• [Written exercise]: In the podcast episode notes on grief below, what does the first takeaway say to prioritize?

• [Text block]:
<<<<
A Life Well LIT

What about grief?

Brielle Goheen Episode 20

We're halfway through the year! So, in this episode, I'm giving you an update on the year so far. It has been an unexpected season of grief for me, so I'm sharing what I have learned and continue to learn!

Here are three thoughts to take away from today's episode:
1. Rest is important. Everything feels harder when you add grief to the mix, so prioritize sleep and restful activities. Then you'll be able to give your energy in the places and times that really matter.
2. In the good times, intentionally craft your life so that your home and routines actively support the life you love living. When grief hits, these will support you and keep you going in ways you could never predict.
3. When you set the right goals, you will unconsciously keep working toward them, even when you are consciously letting go of your achievement mentality.

For coaching inquiries: briellegoheen.com/coaching
To follow me on Instagram:  instagram.com/brielle.goheen

Welcome to the podcast! My name is Brielle Goheen, and I help creative professionals get more done without losing their creative edge. I believe that creativity will change the world - and, in fact, it’s the only thing that can change the world. So no matter what field your creativity shows up in, no matter what its exact expression is, cultivating a life that supports that is one of the most important things you can do for yourself, for your community, and beyond because who knows how far the ripple effects will spread. I want to help you unleash your creativity with power so that you can see the change you seek to make in the world. I want to help you start planting seeds that will grow into that beautiful forest you see in your mind’s eye. It’s wild and wonderful work. So let’s get to it!
>>>>
• [Records supplied]:
<<<<
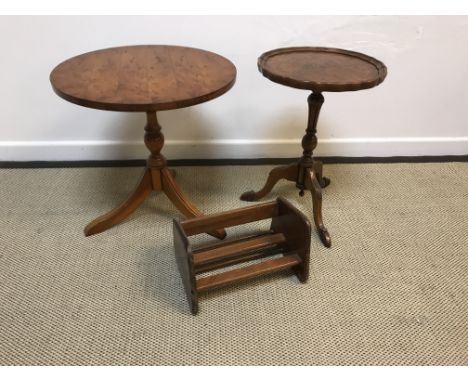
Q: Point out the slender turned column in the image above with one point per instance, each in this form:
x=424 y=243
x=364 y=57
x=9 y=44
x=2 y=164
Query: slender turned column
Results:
x=154 y=141
x=309 y=141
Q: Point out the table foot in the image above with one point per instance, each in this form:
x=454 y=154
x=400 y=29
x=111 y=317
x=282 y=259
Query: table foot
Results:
x=288 y=172
x=177 y=197
x=119 y=213
x=313 y=185
x=152 y=180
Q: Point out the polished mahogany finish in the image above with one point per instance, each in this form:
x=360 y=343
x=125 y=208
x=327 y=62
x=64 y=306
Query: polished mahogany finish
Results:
x=318 y=70
x=289 y=236
x=145 y=78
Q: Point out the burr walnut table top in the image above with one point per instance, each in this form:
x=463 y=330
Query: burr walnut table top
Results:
x=143 y=78
x=322 y=69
>>>>
• [Task answer]: Sleep and restful activities.